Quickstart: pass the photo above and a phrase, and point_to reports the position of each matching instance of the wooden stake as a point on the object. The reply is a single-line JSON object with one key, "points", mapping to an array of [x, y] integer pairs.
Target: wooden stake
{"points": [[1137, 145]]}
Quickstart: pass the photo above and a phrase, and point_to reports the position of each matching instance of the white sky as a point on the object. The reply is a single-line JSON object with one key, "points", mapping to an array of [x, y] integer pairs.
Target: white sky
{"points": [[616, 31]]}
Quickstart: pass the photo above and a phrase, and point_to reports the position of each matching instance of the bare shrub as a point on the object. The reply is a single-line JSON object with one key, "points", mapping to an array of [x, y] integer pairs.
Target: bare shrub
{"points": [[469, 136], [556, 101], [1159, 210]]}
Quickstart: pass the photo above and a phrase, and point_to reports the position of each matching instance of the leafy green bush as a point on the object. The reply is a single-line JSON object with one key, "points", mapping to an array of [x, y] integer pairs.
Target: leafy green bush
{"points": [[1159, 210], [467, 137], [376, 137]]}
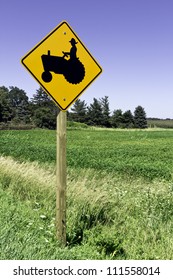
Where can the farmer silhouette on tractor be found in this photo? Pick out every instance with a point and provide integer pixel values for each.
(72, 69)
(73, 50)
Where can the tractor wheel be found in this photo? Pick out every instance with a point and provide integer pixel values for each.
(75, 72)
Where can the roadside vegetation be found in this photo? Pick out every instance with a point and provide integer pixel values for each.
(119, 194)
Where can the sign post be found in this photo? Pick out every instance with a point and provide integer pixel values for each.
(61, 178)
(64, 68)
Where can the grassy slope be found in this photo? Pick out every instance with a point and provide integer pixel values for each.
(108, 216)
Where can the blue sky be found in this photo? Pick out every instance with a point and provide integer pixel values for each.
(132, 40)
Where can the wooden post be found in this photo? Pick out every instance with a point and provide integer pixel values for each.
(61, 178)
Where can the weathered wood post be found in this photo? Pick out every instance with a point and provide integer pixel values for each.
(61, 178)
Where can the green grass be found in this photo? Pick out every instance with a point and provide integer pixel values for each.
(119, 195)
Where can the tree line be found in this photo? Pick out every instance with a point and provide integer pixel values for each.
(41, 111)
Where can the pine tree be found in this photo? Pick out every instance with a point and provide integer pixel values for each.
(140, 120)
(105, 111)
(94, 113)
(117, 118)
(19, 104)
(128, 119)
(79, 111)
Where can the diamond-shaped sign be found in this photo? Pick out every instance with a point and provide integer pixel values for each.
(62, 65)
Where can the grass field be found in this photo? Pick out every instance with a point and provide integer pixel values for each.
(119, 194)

==

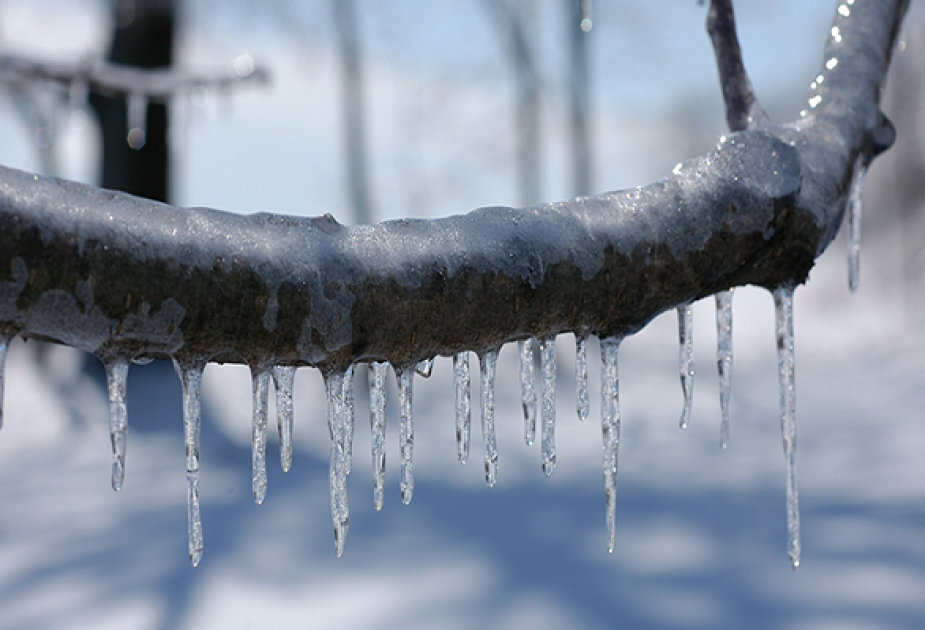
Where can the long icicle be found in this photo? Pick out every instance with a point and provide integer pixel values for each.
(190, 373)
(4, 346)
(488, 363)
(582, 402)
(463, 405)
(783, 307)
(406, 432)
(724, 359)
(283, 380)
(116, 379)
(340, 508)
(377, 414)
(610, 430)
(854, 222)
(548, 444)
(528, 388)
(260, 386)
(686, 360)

# [Problem to solve]
Identify each line in the records above containing the word "pairs"; copy those lines.

# [Answer space]
Quickstart: pass the photo above and a phrase, and point_to reports the position of each matching instance of the wooden stake as a point on the object. The reply is a single-line JSON object with one key, "points", mapping to an array of [x, y] integer pairs.
Quickstart: pass the photo above and a phrase, and point_to reports the position of each matching instance of the white sky as a point on the object. The reply is a single-line JSON object with one key, "points", mapping to an array of [x, y] integer pairs.
Quickstart: pass the photo above and a phrase, and point_to reports the position of each matching instance of the bare shrub as a point on the object. The reply is a single-line JSON object with one key, "points", mapping to an array of [x, y] integer pairs.
Quickstart: pass the photo above and a phrase, and point_to reports the position of each matching instance of the leafy green bush as a point on the object. The reply is a single-line JSON object with one key, "points", mapping to an array of [x, y] integer pairs.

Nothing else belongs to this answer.